Excerpts from a dataset:
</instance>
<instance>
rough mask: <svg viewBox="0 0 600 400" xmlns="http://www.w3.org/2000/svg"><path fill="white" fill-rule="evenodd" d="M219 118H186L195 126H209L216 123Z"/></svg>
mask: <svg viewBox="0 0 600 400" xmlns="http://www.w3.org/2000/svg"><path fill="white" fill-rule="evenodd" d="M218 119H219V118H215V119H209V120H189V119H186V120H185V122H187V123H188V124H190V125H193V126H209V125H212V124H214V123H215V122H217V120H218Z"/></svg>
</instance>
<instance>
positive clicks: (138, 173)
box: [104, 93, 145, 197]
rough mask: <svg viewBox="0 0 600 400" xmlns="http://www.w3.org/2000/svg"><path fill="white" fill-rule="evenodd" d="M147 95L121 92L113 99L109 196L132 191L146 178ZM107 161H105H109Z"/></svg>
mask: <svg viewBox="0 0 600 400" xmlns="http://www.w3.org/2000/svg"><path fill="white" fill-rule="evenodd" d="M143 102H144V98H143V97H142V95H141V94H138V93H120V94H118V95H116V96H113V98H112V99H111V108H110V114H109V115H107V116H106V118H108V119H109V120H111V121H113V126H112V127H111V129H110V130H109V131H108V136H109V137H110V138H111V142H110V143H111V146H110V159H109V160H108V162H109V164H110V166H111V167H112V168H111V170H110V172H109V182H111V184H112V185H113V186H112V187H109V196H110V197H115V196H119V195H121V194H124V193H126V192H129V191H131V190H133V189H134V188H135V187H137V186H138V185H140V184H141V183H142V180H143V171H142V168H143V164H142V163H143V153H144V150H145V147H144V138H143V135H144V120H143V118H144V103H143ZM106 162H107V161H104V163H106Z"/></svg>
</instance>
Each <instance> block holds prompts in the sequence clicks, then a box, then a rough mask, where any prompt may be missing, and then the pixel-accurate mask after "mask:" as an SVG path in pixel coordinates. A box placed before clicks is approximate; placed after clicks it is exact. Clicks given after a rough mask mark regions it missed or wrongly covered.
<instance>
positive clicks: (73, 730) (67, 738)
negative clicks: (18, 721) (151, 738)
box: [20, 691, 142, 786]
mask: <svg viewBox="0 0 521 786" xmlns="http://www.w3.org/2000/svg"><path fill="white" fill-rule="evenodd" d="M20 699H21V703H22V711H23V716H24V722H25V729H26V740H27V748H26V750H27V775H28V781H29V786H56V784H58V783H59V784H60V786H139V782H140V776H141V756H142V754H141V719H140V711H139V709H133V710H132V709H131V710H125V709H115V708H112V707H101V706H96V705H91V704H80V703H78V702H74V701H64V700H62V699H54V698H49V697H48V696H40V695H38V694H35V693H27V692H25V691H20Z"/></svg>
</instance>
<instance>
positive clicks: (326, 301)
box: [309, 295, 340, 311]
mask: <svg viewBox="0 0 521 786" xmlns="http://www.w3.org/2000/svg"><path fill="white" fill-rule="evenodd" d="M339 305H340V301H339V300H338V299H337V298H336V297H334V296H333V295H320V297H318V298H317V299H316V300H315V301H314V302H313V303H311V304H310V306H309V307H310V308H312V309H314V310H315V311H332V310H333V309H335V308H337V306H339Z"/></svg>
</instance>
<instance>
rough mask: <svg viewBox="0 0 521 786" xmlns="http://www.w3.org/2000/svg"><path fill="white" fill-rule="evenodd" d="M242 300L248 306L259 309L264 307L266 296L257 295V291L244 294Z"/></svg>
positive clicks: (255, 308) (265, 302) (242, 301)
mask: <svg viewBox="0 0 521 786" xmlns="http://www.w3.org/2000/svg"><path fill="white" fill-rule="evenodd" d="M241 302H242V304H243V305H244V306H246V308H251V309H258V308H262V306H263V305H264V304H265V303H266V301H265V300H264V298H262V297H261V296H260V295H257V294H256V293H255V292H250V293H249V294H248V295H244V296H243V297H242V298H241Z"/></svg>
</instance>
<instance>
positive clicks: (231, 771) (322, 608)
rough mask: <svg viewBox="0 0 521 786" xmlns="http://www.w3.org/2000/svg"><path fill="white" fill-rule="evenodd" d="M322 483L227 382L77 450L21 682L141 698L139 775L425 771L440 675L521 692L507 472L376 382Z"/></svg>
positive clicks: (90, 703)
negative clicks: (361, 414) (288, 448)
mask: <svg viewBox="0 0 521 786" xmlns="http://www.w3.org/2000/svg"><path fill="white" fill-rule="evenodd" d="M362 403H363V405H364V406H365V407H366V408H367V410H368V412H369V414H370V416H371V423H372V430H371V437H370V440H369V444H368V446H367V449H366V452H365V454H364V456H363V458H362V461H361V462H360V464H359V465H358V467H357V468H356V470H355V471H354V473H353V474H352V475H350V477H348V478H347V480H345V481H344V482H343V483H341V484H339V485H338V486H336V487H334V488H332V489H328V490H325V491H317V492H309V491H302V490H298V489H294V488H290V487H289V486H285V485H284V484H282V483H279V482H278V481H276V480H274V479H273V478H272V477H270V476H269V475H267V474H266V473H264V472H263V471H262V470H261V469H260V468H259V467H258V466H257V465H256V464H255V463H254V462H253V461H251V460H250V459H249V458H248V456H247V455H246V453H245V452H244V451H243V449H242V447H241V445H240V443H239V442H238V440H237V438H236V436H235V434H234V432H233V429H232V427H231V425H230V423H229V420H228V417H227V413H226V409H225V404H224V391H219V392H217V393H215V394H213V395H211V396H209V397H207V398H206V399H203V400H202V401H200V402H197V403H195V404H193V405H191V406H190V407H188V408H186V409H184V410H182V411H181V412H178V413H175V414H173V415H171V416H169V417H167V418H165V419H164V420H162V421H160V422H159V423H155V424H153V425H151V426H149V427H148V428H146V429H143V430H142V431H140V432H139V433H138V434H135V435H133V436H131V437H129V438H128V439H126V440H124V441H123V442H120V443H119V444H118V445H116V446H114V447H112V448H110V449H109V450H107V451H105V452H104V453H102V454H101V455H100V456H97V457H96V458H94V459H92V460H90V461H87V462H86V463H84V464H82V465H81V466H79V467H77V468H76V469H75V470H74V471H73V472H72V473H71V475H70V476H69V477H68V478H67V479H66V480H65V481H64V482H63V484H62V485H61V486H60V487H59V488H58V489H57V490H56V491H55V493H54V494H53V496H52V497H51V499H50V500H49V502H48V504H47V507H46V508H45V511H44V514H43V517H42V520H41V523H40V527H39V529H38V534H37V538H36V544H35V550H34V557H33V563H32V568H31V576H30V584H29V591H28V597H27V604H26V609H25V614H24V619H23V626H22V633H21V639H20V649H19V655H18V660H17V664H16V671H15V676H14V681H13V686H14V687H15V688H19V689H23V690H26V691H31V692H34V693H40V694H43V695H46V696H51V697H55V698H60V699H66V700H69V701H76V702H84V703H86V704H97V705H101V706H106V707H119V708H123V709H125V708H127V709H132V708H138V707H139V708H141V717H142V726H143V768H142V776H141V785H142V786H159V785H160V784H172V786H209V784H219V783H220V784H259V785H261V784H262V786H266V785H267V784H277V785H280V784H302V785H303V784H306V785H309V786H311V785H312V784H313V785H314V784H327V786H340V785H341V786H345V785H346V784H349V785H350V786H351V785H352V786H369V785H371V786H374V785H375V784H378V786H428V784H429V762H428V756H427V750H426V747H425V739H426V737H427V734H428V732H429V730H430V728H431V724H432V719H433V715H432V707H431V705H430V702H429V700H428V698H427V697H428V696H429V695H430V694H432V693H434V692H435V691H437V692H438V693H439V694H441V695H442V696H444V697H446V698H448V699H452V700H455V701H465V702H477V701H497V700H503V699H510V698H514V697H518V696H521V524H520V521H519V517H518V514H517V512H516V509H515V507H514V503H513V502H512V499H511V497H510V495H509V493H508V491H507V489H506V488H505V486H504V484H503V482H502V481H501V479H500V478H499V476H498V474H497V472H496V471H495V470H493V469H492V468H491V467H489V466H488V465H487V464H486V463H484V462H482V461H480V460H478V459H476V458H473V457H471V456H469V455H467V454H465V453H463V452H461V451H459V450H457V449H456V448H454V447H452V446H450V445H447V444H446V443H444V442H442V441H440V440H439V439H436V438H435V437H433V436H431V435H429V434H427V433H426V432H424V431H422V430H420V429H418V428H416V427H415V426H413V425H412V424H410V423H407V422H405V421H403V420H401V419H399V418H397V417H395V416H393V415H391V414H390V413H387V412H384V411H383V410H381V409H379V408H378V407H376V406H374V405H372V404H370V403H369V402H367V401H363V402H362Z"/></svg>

| WORK ITEM |
Give the lines again, exactly as they stand, from the beginning of the data through the line with "box: [104, 93, 145, 197]".

| WRITTEN SOLUTION |
</instance>
<instance>
rough mask: <svg viewBox="0 0 600 400" xmlns="http://www.w3.org/2000/svg"><path fill="white" fill-rule="evenodd" d="M219 118H186L195 126H209L216 123Z"/></svg>
mask: <svg viewBox="0 0 600 400" xmlns="http://www.w3.org/2000/svg"><path fill="white" fill-rule="evenodd" d="M218 119H219V118H215V119H209V120H189V119H186V120H185V122H187V123H188V124H190V125H193V126H209V125H212V124H214V123H215V122H217V120H218Z"/></svg>
</instance>
<instance>
positive clicks: (138, 173)
box: [104, 93, 145, 197]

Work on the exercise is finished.